> **TASK INPUT**:
[Start of Attachment]

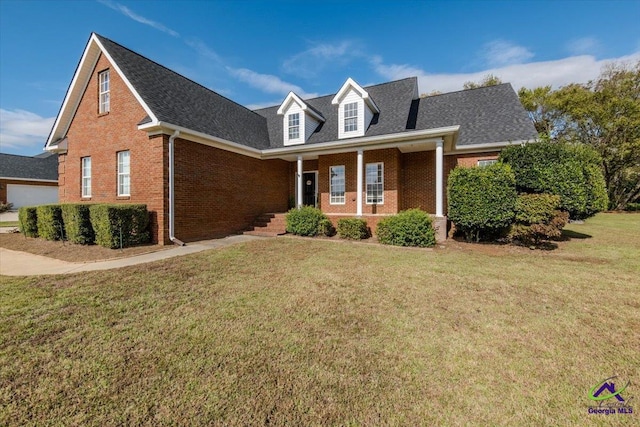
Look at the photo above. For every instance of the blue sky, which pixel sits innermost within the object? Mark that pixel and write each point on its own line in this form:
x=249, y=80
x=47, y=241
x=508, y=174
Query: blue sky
x=255, y=52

[End of Attachment]

The entries are to be restated word for word, and no picture should appear in the copy.

> **ANSWER SECTION**:
Look at the photo above. For every instance of the blue sky, which pixel sits innermost within the object? Mark that pixel and write each point on its own line in this form:
x=249, y=80
x=47, y=241
x=508, y=174
Query: blue sky
x=255, y=52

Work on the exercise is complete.